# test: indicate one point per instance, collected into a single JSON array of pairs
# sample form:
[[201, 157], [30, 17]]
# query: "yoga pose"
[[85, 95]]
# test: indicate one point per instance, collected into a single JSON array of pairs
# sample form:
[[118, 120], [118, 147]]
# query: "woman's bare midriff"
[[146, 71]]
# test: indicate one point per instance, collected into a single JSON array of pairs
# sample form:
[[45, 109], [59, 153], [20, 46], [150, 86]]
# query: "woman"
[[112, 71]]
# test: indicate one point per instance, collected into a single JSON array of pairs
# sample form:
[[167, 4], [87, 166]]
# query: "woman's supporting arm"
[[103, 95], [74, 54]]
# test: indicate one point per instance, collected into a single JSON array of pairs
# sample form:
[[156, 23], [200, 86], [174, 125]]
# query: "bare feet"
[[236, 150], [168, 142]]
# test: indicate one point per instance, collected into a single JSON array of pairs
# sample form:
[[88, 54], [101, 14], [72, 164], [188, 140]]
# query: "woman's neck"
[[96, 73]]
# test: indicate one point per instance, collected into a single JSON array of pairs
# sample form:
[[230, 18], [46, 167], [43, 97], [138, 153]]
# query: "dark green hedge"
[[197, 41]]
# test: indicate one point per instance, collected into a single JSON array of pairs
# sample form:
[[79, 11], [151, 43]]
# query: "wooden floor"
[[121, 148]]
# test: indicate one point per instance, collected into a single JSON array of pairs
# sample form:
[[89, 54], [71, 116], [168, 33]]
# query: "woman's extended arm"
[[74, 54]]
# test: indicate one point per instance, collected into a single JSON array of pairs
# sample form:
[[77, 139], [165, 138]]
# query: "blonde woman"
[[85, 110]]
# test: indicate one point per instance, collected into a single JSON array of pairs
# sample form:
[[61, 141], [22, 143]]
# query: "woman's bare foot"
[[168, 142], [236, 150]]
********************
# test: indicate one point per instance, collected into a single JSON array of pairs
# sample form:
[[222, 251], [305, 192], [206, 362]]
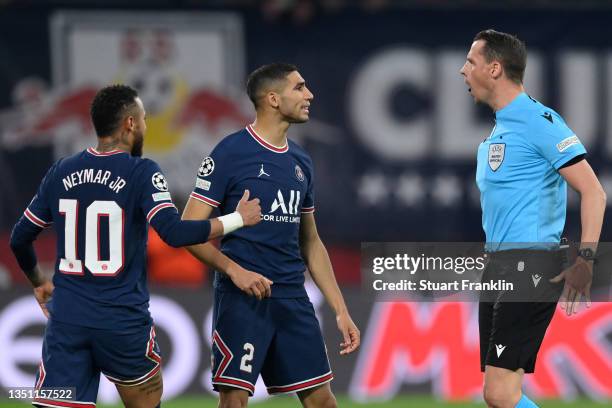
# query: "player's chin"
********************
Would you retype the lines above from the one with "[[45, 109], [59, 153], [20, 46], [150, 86]]" down to the one with "[[61, 141], [22, 143]]", word for word, both ends included and no other lines?

[[45, 109], [59, 153], [20, 46], [150, 86]]
# query: "woman"
[[112, 71]]
# test: indicate one point per instance, collected into a single JSON array of pairs
# sample form:
[[167, 4], [87, 166]]
# query: "woman's supporting arm"
[[103, 95], [74, 54]]
# test: indicate one point per instance, collected into a single JSON array of pairs
# sample form:
[[156, 23], [200, 86], [174, 125]]
# query: "bare feet"
[[236, 150], [168, 142]]
# test: indicate one point per instance, collected into a single JSON array of pairs
# sample form:
[[88, 54], [101, 14], [72, 164], [188, 140]]
# query: "woman's neck"
[[96, 73]]
# test: indicate one point per instance, collected into a single JSON array of pairs
# sample form:
[[230, 18], [46, 167], [43, 97], [138, 153]]
# query: "dark green hedge"
[[197, 41]]
# test: indicate one point per instance, collected into a single JSON array of pairs
# sample form:
[[79, 11], [151, 43]]
# query: "wooden floor"
[[121, 148]]
# test: indicate one point per instance, collected into a single JSON array of pairs
# sample form:
[[89, 54], [71, 116], [168, 33]]
# query: "woman's extended arm"
[[74, 54]]
# test: indicate one point per instance, collected into a single JSON array of pairs
# sample form:
[[77, 139], [165, 138]]
# query: "blonde woman"
[[85, 110]]
# test: indicate one point per instance, collected into a single JSON array of pairs
# sample form:
[[61, 141], [22, 143]]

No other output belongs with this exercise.